Didn’t Come Here Looking For Trouble

Imagine for a moment that you and your significant other went completely nuts. You wake up one day, and decide you’re going to start wearing blackface and pretend you’re George and Wheezy Jefferson. Then you open a day care center, dress the kids up like the 1985 Chicago Bears and teach them to sing “The Super Bowl Shuffle” in Esperanto. You get tattoos of Neil Diamond’s face on your faces, and then follow Neil Diamond around on tour, screaming “Play ‘Sweet Caroline’” over and over again during every song until you get thrown out. You buy a 1975 Trabant, outfit it with racing stripes, and turn it into the world’s biggest birdbath. You run for President on a platform of public nudity and free LSD for senior citizens. You buy a Sugar Ray album.

And then it all stops. You go right back to your regular old life and you never talk about anything you did. You pretend that you never once had small children fight each other to death in a cage match to determine who would play William “Refrigerator” Perry in your pint-sized version of The Shufflin’ Crew. You still have your Neil Diamond face tattoos, and the hubcap of a 1975 Trabant is hanging over your mantle, but you just act like it was all some kind of bad dream.

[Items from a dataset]
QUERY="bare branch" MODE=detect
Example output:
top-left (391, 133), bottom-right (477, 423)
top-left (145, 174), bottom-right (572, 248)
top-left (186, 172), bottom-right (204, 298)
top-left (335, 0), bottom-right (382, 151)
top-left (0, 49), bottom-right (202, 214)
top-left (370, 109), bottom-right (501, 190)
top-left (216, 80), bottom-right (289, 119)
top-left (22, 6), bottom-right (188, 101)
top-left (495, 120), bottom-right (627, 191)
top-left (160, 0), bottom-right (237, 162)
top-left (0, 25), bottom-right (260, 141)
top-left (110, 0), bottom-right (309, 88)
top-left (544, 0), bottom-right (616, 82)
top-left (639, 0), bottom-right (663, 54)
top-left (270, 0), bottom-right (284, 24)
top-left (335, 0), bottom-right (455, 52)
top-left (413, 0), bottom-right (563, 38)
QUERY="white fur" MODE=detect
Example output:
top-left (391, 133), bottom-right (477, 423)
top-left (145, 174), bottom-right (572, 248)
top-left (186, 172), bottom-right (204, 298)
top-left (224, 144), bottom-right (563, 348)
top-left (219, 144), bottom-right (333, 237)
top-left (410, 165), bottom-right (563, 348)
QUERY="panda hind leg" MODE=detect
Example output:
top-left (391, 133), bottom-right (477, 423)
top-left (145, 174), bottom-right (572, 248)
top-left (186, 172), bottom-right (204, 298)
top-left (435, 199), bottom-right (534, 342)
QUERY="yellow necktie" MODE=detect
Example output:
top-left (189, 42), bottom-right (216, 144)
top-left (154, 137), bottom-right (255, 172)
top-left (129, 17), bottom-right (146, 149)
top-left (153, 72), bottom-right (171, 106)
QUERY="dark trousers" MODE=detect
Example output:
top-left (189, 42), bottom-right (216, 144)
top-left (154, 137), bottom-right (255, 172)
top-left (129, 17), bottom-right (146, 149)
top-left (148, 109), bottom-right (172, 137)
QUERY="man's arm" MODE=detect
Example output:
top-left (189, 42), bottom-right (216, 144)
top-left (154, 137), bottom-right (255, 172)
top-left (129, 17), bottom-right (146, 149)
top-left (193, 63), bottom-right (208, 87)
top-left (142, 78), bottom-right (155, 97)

#### WHAT TO WORK ON:
Update the essay starting at "Imagine for a" and ending at "Sugar Ray album.", replacing "Neil Diamond" with "Barry Manilow". The items are separate material and are not part of the essay.

#### TASK RESULT:
Imagine for a moment that you and your significant other went completely nuts. You wake up one day, and decide you’re going to start wearing blackface and pretend you’re George and Wheezy Jefferson. Then you open a day care center, dress the kids up like the 1985 Chicago Bears and teach them to sing “The Super Bowl Shuffle” in Esperanto. You get tattoos of Barry Manilow’s face on your faces, and then follow Barry Manilow around on tour, screaming “Play ‘Sweet Caroline’” over and over again during every song until you get thrown out. You buy a 1975 Trabant, outfit it with racing stripes, and turn it into the world’s biggest birdbath. You run for President on a platform of public nudity and free LSD for senior citizens. You buy a Sugar Ray album.